● **GIVEN TEXT**
_ _ _ _ _

The curious thing is, Conan Doyle spent a good bit of his efforts in finding and exposing fake spirit mediums, because he felt their scams detracted from people's faith in the "real" mediums. It never seemed to occur to him that they might all be fakes. The ones he "exposed" tended to be the most amateurish, with the least polished performances. The ones who were most expert in their trickery he found believable.
I spent a lot of time reading his book, and tracking down the people he mentions, learning everything currently available about them, and using that information to annotate this edition. None of them are considered even remotely reliable today. None of this would have mattered to Sir Arthur, who wrote: "The objective side of it ceased to interest for having made up one's mind that it was true there was an end of the matter. The religious side of it was clearly of infinitely greater importance."
Conan Doyle was, as this suggests, a "true believer." Just as fundamentalist Christians are able to simply ignore any scientific evidence that conflicts with their religious beliefs, so he was able to ignore evidence of fraud and conclude that the mediums he investigated were legitimate, and actually did communicate with the departed. It's a common human problem. Our brains are, more or less, programed to recognize patterns and react to them in more or less predictable ways. This effect is the same whether the pattern exists, or is merely imagined.

_ _ _ _ _

● **COLLECTED DATA**
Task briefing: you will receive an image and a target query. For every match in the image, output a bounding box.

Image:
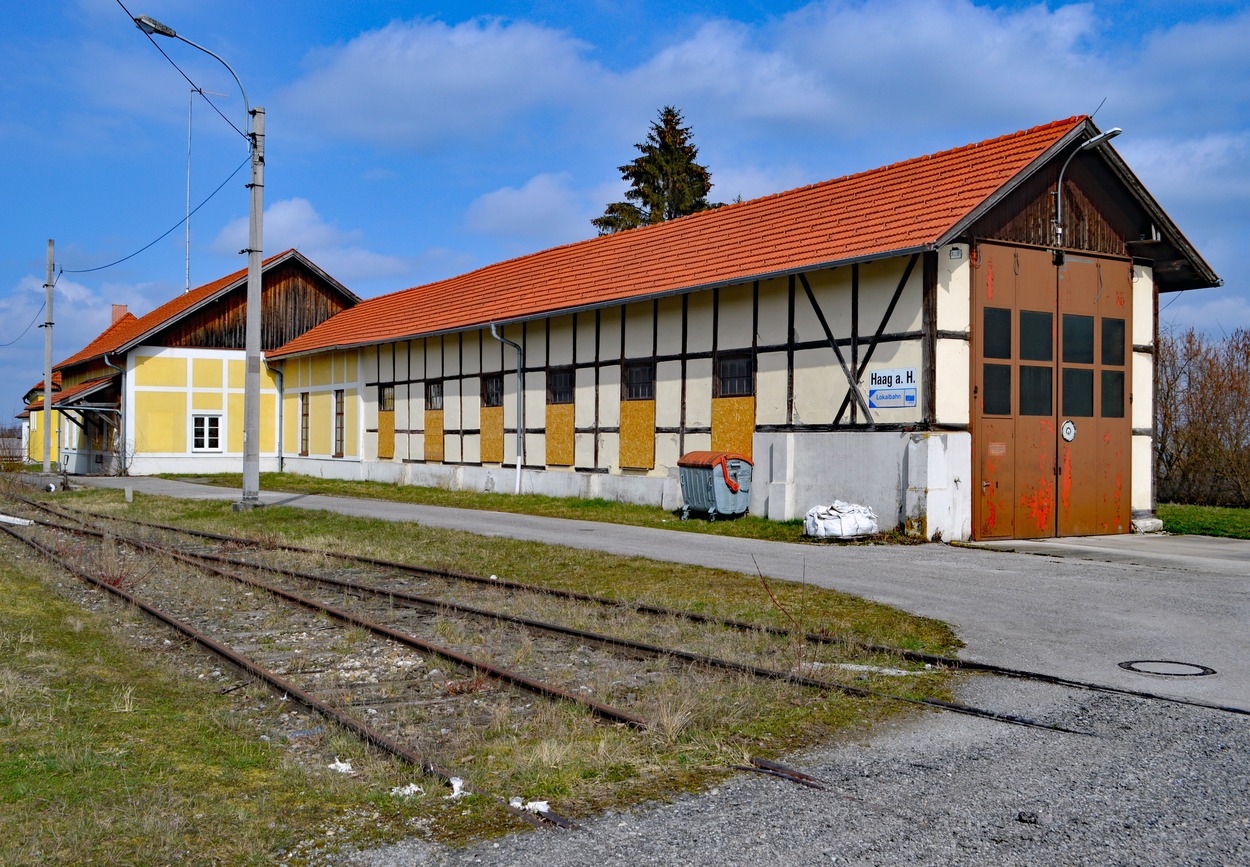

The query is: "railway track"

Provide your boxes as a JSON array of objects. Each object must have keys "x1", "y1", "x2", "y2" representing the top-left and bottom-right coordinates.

_ _ _ _ _

● **JOB**
Supply the next part of the passage on Conan Doyle and spirit mediums, picking up after its final sentence. The material that comes after the text stands on its own and is separate from it.

● **THE RESPONSE**
Celebrities die in groups of three. It's a common belief, but, leaving out the possibility of a car crash, or an airplane falling out of the sky, it almost never happens that the "three" actually die together. The grouping is entirely arbitrary. Someone dies, and then the next two to go are added to the grouping. Except that, upon investigation, you may find that number two in your group is number one in someone else's group, or number three in another's. You can always come up with a group of three because you can arbitrarily start it with anyone you like. There are a lot of celebrities, and quite a few of them are elderly, and others are prone to taking foolish risks, so you can really expect someone famous to die on almost any given day.
Psychics rely on coincidence and trickery to achieve their results. They also rely on people having poor memories. For example, back in 1998, I predicted that Donald Trump would one day be President, thereby proving conclusively that I'm an actual prophet. Now, I didn't write this down anywhere, and I can't remember who I said it to, but that's not important. I just told you that I said it, and I'm obviously a trustworthy source, so it has to be true. This sort of thing is the basis of most religions. Someone claims to speak for a god or gods, perhaps writes all of this down in a book, and the proof is that it's written in that book. There is very little in the Bible that can be confirmed, and the few events that can be often turn out to be mutually exclusive, such as Jesus' birth during the reign of Herod the Great and, simultaneously, during a census that wasn't conducted until after that king's death, or the utterly ridiculous notion that Mary was pregnant for more than 700 years, which is the only possible way Isaiah's 'Immanuel' prophecy could apply to her, given that the original Hebrew text doesn't say "shall conceive," but "has conceived." It doesn't say anything about virgins, either, but it's likely the New Testament writers didn't understand Hebrew, and took their quote from the Greek Septuagint, which mistranslates the passage.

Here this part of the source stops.